> _ИЗВЛЕЧЁННЫЙ ТЕКСТ_
# # # # # # #

Однако на уровне повествователя очевидны и следы обреченности усадебной жизни: круглый дом под жестью «одряхлел и понемногу уходил в землю, топорщась рогатой телевизионной антенной»; герой, знающий по именам собственное стадо, забывает родных людей; картины ушедшего, встающие в его памяти, удивительно однообразны: «Вон он мелькнул: раз и все. Где это было? Мелькнул и ушел. А потом?.. Ничего больше. Только серая телогрейка да вечный треух. Да нога деревянная. И ничего больше нету. Только мать, старуха с худыми черными ногами, в подоткнутой юбке. Бредет и бредет по мелкому плесу с хворостиной в руках. Птицу гоняет. А еще? Снова треух и телогрейка. Снова мать бредет... А еще? И нога деревянная.» [Там же, с. 134]. Бытие человека, без остатка подчиненное природному ритму, оправданно только при условии абсолютности онтологического закона, когда же вера в него исчезает, приходит смутная тревога, страх, которые и переживает герой.

# # # # # # #

> _ПРИЛОЖЕННЫЙ СПИСОК_

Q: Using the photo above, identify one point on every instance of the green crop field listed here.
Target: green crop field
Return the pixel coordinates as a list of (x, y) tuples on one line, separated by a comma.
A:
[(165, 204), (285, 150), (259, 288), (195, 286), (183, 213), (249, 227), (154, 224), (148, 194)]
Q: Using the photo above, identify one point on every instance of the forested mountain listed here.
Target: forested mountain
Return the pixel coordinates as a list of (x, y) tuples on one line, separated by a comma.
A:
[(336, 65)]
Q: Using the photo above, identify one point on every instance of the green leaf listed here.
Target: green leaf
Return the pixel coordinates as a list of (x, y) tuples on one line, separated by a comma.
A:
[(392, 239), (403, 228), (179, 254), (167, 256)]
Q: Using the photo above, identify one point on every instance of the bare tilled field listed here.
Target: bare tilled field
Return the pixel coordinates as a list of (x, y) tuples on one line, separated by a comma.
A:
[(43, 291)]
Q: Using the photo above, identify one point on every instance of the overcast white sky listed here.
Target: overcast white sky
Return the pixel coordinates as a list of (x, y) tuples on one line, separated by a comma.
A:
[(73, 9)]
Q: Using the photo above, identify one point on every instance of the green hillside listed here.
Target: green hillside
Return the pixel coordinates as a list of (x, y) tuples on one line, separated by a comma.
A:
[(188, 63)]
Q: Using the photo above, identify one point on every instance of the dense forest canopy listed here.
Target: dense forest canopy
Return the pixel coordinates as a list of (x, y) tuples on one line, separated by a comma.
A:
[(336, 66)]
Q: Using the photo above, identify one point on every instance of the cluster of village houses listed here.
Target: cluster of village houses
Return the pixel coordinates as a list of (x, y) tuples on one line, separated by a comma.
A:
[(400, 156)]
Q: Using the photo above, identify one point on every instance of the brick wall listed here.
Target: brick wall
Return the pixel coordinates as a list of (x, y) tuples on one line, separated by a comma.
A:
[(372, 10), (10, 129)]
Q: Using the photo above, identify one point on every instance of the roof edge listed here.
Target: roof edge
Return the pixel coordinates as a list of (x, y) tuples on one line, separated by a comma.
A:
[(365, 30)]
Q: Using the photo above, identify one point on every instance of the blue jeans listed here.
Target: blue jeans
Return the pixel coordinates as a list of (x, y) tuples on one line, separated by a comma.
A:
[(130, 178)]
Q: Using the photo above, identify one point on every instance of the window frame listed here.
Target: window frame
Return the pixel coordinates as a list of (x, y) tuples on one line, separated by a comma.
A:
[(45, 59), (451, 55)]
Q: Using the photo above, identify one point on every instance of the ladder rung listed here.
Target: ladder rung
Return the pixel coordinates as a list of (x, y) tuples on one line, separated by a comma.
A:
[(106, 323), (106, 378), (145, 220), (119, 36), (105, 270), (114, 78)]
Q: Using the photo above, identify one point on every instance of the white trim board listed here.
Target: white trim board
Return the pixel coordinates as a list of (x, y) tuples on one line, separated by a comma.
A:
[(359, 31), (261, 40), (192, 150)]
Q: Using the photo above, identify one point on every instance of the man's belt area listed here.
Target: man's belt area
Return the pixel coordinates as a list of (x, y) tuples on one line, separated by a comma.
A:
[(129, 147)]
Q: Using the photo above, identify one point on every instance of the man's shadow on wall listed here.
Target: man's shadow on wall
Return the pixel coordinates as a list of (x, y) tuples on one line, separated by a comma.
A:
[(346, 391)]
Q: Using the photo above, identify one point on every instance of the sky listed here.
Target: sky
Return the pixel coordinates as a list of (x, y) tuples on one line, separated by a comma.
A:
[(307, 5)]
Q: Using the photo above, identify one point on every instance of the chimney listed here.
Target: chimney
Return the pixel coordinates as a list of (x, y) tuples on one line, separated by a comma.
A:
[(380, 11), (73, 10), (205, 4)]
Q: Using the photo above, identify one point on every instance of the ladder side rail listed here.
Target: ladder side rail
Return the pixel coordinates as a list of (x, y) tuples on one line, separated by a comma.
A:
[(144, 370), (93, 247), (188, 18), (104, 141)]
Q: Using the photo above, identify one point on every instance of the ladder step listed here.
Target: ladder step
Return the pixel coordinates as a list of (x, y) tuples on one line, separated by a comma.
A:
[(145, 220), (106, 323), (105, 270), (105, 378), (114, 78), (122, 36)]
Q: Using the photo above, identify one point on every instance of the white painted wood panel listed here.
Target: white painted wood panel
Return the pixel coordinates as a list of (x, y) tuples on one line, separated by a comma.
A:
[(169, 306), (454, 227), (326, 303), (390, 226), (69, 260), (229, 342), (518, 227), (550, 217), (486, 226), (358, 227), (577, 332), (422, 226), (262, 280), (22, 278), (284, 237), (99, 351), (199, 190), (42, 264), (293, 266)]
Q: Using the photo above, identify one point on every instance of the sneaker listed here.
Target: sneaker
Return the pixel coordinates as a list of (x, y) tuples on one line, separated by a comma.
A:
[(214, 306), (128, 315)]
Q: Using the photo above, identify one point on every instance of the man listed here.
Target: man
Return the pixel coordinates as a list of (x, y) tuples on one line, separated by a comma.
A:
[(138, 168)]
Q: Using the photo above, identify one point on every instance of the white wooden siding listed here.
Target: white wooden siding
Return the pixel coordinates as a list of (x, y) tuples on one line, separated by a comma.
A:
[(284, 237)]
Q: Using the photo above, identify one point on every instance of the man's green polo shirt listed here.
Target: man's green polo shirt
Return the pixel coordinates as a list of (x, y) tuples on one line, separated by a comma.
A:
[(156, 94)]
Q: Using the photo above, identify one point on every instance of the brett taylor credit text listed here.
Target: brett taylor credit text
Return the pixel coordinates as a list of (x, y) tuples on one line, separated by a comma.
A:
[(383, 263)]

# # # # # # #

> _ВЫПОЛНИТЕ ЗАДАНИЯ_
[a] Перескажите короче абзац извлечённого текста, который начинается словами «Однако на уровне повествователя». Сохраните его основные факты.
[b] Выпишите из списка без изменений все строки между строкой, содержащей «edge listed here.», и строкой, содержащей «[(45, 59), (451, 55)]», включительно.

> _ОТВЕТЫ К ЗАДАНИЯМ_
[a] На уровне повествователя видны признаки обреченности усадебной жизни. Круглый дом под жестью одряхлел и понемногу уходит в землю, над ним торчит телевизионная антенна. Герой знает по именам свое стадо, но забывает родных людей. Картины прошлого в его памяти однообразны: мелькающий образ в серой телогрейке и треухе, с деревянной ногой, и мать, которая бредет по мелкому плесу с хворостиной и гоняет птицу. Жизнь человека, целиком подчиненная природному ритму, оправданна лишь при вере в абсолютность онтологического закона. Когда эта вера исчезает, приходят смутная тревога и страх, их и переживает герой.

[b]
Q: Using the photo above, identify one point on every instance of the roof edge listed here.
Target: roof edge
Return the pixel coordinates as a list of (x, y) tuples on one line, separated by a comma.
A:
[(365, 30)]
Q: Using the photo above, identify one point on every instance of the blue jeans listed here.
Target: blue jeans
Return the pixel coordinates as a list of (x, y) tuples on one line, separated by a comma.
A:
[(130, 178)]
Q: Using the photo above, identify one point on every instance of the window frame listed here.
Target: window frame
Return the pixel coordinates as a list of (x, y) tuples on one line, separated by a comma.
A:
[(45, 59), (451, 55)]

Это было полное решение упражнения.